DESCRIPTION OF THE TASK:
Pick out every line in the rows below that contains the word "duck" and copy those lines. Treat uppercase and lowercase as different.

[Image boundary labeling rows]
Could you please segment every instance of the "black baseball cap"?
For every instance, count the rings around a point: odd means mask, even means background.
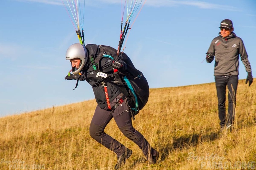
[[[232,21],[229,19],[225,19],[220,23],[220,26],[219,28],[223,27],[230,28],[233,27]]]

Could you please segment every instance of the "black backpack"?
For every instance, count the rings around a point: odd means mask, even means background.
[[[118,59],[117,50],[106,45],[101,45],[98,47],[98,54],[94,59],[95,63],[98,63],[102,57],[110,58],[114,60]],[[127,69],[125,72],[121,72],[118,71],[114,72],[112,77],[115,80],[115,84],[128,98],[132,115],[134,119],[134,116],[142,109],[148,100],[148,84],[142,72],[135,68],[126,54],[120,52],[119,58],[122,59],[126,63]]]

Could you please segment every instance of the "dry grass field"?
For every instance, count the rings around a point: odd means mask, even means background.
[[[214,83],[151,89],[133,124],[159,151],[158,163],[148,164],[113,119],[105,132],[133,151],[122,169],[255,169],[256,85],[245,82],[239,80],[231,133],[219,131]],[[114,169],[115,155],[89,134],[96,105],[93,100],[0,118],[0,169]]]

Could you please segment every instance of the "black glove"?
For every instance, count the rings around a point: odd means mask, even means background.
[[[214,56],[210,55],[208,53],[206,53],[206,61],[208,63],[210,63],[214,59]]]
[[[245,81],[245,84],[247,84],[248,81],[249,81],[249,87],[250,87],[252,83],[252,80],[253,79],[252,79],[252,76],[251,75],[251,72],[247,72],[248,75],[246,78],[246,81]]]
[[[67,76],[66,77],[65,77],[65,80],[77,80],[79,78],[79,77],[80,77],[80,75],[79,74],[70,74],[69,75],[69,75],[68,74],[67,75]]]
[[[125,65],[126,66],[126,65]],[[112,66],[115,69],[117,69],[120,71],[123,71],[126,70],[126,68],[125,68],[126,67],[125,67],[125,65],[117,61],[114,61],[111,64]]]

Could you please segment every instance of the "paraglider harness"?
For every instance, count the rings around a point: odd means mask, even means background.
[[[88,44],[86,45],[86,47],[87,49],[90,49],[91,48],[91,47],[94,45],[95,45]],[[97,72],[97,75],[99,76],[101,76],[101,74],[104,74],[100,71],[98,64],[102,57],[110,58],[113,60],[114,61],[121,59],[127,65],[127,69],[125,71],[121,72],[115,69],[112,73],[109,74],[104,77],[106,80],[107,78],[111,77],[112,78],[110,79],[113,80],[108,80],[107,81],[112,83],[113,85],[118,89],[123,94],[123,98],[112,108],[110,106],[108,98],[106,82],[102,81],[100,85],[104,87],[107,104],[109,109],[113,112],[119,105],[123,102],[124,99],[127,98],[130,106],[129,111],[131,112],[133,119],[134,120],[134,116],[143,108],[148,99],[149,90],[147,81],[142,73],[135,68],[126,54],[121,52],[118,57],[116,54],[117,50],[114,48],[110,46],[104,45],[99,45],[98,47],[98,50],[91,60],[94,63],[93,67]],[[78,80],[74,89],[77,87],[78,81]]]

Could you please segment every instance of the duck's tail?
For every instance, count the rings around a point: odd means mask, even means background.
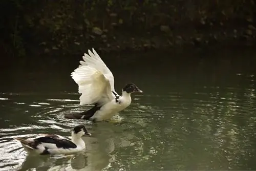
[[[66,119],[78,119],[90,120],[90,118],[94,115],[94,114],[99,109],[100,107],[94,105],[93,108],[89,110],[82,113],[69,113],[64,115],[64,117]]]
[[[31,141],[29,141],[27,140],[25,140],[24,139],[19,137],[13,138],[13,139],[20,142],[23,147],[26,148],[27,149],[29,149],[29,150],[35,149],[35,147],[33,146],[33,143],[32,143],[33,142],[31,142]]]

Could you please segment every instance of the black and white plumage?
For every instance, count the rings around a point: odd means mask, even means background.
[[[14,138],[22,143],[25,149],[40,155],[65,154],[77,153],[86,148],[81,137],[91,136],[83,125],[75,126],[71,133],[71,140],[58,135],[40,134],[35,138],[24,139]]]
[[[115,91],[114,76],[109,69],[93,48],[92,52],[84,54],[84,61],[72,73],[71,76],[78,85],[81,94],[80,105],[93,104],[90,110],[81,113],[68,114],[68,119],[81,119],[99,121],[110,119],[114,115],[129,106],[132,102],[131,94],[142,93],[133,83],[126,84],[122,96]]]

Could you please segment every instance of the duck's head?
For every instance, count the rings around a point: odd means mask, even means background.
[[[143,93],[143,92],[140,90],[138,87],[136,86],[133,83],[130,83],[125,85],[125,86],[122,89],[123,92],[126,92],[127,93]]]
[[[86,129],[84,125],[80,124],[75,127],[73,130],[73,135],[75,136],[81,137],[81,136],[87,135],[91,136],[92,134],[89,133]]]

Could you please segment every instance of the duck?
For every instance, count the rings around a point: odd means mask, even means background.
[[[80,124],[74,127],[70,140],[55,134],[39,134],[35,138],[24,139],[14,138],[19,141],[25,151],[39,155],[69,154],[81,152],[86,149],[86,143],[81,137],[91,136],[84,125]]]
[[[78,119],[93,122],[108,121],[128,107],[131,102],[131,95],[143,91],[131,82],[122,89],[122,95],[115,90],[114,76],[94,49],[84,53],[83,60],[73,72],[71,77],[78,86],[79,105],[92,105],[90,110],[81,113],[68,113],[66,119]]]

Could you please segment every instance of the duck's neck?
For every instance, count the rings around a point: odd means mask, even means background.
[[[124,98],[131,98],[131,93],[128,93],[125,91],[122,91],[122,96]]]
[[[74,132],[72,132],[71,134],[71,140],[77,146],[86,146],[84,141],[82,139],[81,137],[77,134],[74,133]]]

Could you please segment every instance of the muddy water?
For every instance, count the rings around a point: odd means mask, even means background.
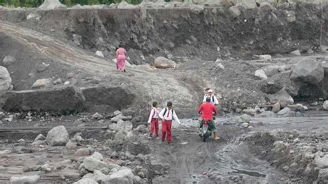
[[[265,161],[255,158],[239,141],[244,132],[233,125],[232,118],[217,120],[221,139],[203,142],[197,132],[197,120],[182,120],[173,124],[173,145],[153,145],[156,154],[170,164],[165,183],[277,183],[284,175]],[[226,125],[226,124],[230,124]],[[157,142],[158,144],[158,142]],[[155,180],[156,181],[156,180]],[[154,183],[155,183],[154,182]]]

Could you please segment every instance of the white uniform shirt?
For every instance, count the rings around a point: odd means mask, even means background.
[[[148,123],[152,122],[152,119],[158,119],[158,110],[156,108],[152,108],[150,111],[149,118],[148,118]]]
[[[206,102],[206,98],[209,97],[208,95],[204,95],[204,98],[203,99],[203,102]],[[219,100],[217,100],[217,97],[214,95],[214,94],[212,94],[212,95],[210,96],[210,103],[212,104],[219,104]]]
[[[166,112],[165,112],[165,114],[164,114],[164,111],[165,111],[165,109],[166,109]],[[173,111],[172,109],[169,110],[169,109],[167,109],[167,107],[163,109],[162,111],[161,111],[161,112],[158,114],[158,116],[162,120],[165,120],[167,121],[171,121],[172,120],[174,120],[176,122],[178,122],[179,124],[181,124],[180,120],[178,118],[178,116],[176,116],[176,114],[175,113],[175,111]]]

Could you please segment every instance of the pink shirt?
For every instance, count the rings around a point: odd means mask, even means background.
[[[123,48],[119,48],[116,50],[116,56],[118,57],[119,56],[122,57],[124,56],[125,57],[125,54],[127,53],[127,50],[124,49]]]

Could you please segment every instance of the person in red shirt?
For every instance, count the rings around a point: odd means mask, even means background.
[[[218,140],[219,138],[217,136],[215,122],[213,121],[213,114],[215,116],[217,115],[217,108],[210,103],[210,98],[206,98],[206,102],[199,107],[198,113],[201,114],[201,125],[202,125],[203,120],[210,120],[208,129],[213,132],[214,139]]]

RESULT BELOW:
Could you please segment every instance of the duck's tail?
Could you please segment every instance of the duck's head?
Could you please segment every instance of the duck?
Could you please segment every instance of the duck's neck?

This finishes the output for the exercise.